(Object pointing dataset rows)

-.-.-

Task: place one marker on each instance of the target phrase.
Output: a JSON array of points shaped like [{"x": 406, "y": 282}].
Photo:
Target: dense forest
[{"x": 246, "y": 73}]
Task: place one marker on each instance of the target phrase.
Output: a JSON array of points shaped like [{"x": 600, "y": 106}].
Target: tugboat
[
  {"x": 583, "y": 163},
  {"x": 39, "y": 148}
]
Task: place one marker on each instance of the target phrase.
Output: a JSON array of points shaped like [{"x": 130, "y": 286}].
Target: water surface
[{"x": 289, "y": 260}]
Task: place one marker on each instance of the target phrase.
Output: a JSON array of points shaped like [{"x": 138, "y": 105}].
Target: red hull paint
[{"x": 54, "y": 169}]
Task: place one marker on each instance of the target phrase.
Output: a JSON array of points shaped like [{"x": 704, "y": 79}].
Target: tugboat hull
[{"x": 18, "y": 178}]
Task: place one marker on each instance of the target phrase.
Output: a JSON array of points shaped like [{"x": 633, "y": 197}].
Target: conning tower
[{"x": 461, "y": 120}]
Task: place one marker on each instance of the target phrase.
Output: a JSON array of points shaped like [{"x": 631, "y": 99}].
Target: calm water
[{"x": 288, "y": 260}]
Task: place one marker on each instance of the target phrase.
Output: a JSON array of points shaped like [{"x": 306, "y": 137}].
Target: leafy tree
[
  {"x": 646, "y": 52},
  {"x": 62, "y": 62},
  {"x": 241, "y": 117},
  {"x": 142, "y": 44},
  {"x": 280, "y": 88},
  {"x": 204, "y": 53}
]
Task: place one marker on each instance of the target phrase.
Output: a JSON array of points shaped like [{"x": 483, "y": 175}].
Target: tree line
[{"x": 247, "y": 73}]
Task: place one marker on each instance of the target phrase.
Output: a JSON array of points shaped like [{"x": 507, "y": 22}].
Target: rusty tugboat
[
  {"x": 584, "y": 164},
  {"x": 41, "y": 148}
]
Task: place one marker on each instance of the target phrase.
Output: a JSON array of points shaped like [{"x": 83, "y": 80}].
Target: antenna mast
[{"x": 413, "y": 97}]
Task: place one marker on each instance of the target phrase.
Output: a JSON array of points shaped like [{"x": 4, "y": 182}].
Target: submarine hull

-.-.-

#### What the task asks
Write every record out again, unaltered.

#### Solved exercise
Task: place one marker on each instance of the target phrase.
Output: a JSON array of points shaped like [{"x": 406, "y": 282}].
Photo:
Target: dense forest
[{"x": 246, "y": 73}]
Task: place one marker on each instance of the target phrase.
Output: a JSON array of points shaped like [{"x": 600, "y": 106}].
Target: tugboat
[
  {"x": 583, "y": 163},
  {"x": 39, "y": 148}
]
Task: place one marker on each instance of the target phrase.
Output: a JSON array of points shaped like [{"x": 130, "y": 286}].
Target: water surface
[{"x": 289, "y": 260}]
Task: place one marker on each instance of the target phrase.
Output: a JSON array of points shaped like [{"x": 138, "y": 105}].
Target: red hull paint
[{"x": 54, "y": 169}]
Task: place one marker on each instance of the target phrase.
Output: a JSON array of points shaped like [{"x": 704, "y": 79}].
Target: tugboat hull
[{"x": 18, "y": 178}]
Task: place one marker on each instance of the target phrase.
Output: a JSON array of points shaped like [{"x": 633, "y": 197}].
Target: conning tower
[{"x": 461, "y": 120}]
Task: place one marker on each instance of the target phrase.
Output: a JSON array of points shaped like [{"x": 631, "y": 99}].
Target: calm water
[{"x": 288, "y": 260}]
Task: place one marker on each instance of the target phrase.
Output: a JSON array of points shaped like [{"x": 306, "y": 137}].
Target: leafy tree
[
  {"x": 646, "y": 52},
  {"x": 62, "y": 62},
  {"x": 241, "y": 117},
  {"x": 142, "y": 44},
  {"x": 280, "y": 88},
  {"x": 204, "y": 53}
]
Task: place one marker on each instance of the target phrase.
Output: a JSON array of points shaped like [{"x": 483, "y": 175}].
Target: tree line
[{"x": 247, "y": 73}]
Task: place one marker on each instance of the target phrase.
Output: a JSON array of points shaped like [{"x": 507, "y": 22}].
Target: rusty tugboat
[
  {"x": 584, "y": 164},
  {"x": 41, "y": 148}
]
Task: place one marker on each instance of the target phrase.
Output: a JSON array of points shaped like [{"x": 83, "y": 80}].
Target: antenna mast
[{"x": 413, "y": 97}]
Task: place one marker on each instance of the target phrase.
Output: a JSON array of points shaped like [{"x": 4, "y": 182}].
Target: submarine hull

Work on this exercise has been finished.